== Task material

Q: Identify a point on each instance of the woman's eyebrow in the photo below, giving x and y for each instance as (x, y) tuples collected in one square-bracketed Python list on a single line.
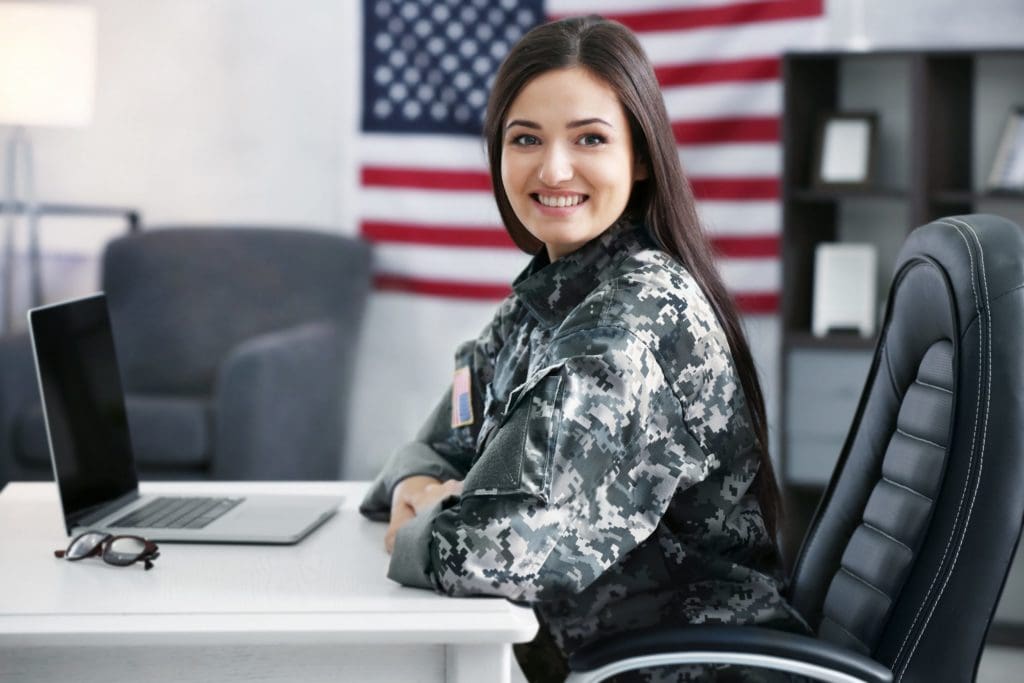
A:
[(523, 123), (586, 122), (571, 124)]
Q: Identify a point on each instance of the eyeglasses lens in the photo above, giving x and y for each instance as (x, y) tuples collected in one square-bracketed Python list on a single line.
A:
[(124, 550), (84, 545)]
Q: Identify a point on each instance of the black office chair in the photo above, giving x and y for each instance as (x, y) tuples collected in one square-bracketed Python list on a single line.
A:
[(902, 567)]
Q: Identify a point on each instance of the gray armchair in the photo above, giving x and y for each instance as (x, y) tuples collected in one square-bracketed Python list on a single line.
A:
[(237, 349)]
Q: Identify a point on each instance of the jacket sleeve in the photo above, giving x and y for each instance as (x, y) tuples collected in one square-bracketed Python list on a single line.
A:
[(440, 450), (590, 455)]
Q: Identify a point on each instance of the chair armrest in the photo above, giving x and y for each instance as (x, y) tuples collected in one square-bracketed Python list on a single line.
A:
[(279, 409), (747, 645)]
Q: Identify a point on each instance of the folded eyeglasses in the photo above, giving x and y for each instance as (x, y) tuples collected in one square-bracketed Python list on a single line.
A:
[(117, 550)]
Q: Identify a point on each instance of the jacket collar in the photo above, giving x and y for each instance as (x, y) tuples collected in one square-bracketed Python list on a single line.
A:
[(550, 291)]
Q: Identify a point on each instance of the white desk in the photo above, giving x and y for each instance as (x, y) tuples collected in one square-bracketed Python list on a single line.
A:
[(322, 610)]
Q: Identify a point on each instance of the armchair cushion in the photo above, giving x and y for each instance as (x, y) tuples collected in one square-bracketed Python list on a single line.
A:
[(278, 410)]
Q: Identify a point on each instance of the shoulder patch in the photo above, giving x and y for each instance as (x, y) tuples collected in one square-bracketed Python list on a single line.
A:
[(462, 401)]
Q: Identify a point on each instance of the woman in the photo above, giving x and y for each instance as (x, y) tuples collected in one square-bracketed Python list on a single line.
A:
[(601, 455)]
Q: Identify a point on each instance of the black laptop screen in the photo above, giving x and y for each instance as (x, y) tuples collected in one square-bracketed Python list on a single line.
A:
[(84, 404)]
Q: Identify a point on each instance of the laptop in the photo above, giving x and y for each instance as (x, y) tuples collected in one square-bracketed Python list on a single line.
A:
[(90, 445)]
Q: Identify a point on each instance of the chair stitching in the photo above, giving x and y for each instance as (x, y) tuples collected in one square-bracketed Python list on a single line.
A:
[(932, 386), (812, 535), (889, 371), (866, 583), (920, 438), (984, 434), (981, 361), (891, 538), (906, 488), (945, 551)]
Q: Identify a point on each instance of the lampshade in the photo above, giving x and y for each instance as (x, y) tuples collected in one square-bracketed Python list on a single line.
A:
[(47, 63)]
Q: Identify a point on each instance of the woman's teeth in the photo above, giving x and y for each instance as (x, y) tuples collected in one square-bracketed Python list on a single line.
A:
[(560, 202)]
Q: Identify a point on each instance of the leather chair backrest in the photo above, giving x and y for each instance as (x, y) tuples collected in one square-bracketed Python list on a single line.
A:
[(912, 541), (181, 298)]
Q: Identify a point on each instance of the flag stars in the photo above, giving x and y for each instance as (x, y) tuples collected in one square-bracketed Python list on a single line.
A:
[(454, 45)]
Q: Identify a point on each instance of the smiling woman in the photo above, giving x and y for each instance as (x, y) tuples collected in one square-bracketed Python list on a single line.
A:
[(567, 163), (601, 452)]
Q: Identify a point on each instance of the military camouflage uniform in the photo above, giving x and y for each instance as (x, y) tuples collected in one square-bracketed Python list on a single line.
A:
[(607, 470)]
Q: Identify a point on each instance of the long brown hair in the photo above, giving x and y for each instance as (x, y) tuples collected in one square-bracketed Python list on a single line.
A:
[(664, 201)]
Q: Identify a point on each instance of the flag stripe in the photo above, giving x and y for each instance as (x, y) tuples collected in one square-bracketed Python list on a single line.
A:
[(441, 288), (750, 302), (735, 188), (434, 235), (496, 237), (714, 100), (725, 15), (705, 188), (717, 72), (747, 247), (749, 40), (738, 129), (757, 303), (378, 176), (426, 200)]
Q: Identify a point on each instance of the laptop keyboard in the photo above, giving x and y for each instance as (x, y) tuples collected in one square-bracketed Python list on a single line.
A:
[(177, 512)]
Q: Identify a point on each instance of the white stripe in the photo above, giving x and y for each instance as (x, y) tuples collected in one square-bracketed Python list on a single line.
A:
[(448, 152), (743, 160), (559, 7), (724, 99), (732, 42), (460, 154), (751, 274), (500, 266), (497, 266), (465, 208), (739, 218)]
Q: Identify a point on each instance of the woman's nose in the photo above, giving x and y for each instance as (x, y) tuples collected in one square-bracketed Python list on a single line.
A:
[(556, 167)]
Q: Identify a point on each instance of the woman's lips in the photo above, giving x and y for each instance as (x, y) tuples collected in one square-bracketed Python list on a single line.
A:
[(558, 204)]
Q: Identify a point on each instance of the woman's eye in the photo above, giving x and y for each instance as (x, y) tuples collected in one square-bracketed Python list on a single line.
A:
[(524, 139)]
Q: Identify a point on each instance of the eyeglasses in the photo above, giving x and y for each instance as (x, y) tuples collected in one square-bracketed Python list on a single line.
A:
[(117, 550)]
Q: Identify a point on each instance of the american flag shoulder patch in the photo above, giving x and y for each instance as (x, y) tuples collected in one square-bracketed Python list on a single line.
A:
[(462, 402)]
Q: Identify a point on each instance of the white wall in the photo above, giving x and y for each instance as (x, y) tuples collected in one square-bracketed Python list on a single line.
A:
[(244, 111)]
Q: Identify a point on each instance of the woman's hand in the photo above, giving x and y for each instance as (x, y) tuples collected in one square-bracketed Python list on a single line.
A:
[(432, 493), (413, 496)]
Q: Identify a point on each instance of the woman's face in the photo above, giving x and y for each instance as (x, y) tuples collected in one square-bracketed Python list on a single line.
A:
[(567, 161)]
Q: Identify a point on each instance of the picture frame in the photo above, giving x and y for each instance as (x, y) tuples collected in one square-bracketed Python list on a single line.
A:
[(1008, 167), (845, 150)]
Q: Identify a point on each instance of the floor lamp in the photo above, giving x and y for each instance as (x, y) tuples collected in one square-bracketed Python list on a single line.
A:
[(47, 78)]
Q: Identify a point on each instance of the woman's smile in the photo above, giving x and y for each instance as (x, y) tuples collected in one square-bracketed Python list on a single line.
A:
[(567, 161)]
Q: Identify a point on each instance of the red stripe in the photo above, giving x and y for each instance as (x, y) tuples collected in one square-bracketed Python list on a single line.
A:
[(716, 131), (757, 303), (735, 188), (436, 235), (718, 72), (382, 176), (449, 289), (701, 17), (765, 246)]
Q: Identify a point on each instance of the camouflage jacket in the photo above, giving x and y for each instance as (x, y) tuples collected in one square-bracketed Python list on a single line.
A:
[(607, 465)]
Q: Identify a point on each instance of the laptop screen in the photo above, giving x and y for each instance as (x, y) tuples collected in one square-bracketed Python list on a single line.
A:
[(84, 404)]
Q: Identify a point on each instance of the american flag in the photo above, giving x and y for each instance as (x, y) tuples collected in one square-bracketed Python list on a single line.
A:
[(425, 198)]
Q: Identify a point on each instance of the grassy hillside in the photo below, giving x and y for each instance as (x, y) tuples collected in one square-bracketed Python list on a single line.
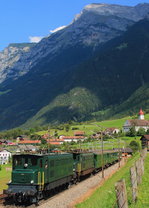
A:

====

Problem:
Take each line in the listing that has the word "shoulder" and copy it.

Response below:
Q: Identify a point on each instance of the shoulder patch in the photo above, giving x and y for each instance as (x, y) tuples collected in one square-bracketed Python list on a single line.
Q: Identify a point on each instance of the american flag shoulder patch in the photo above, giving x and y for each instance as (x, y) tuples collected in one square-bracketed Python list on a single line.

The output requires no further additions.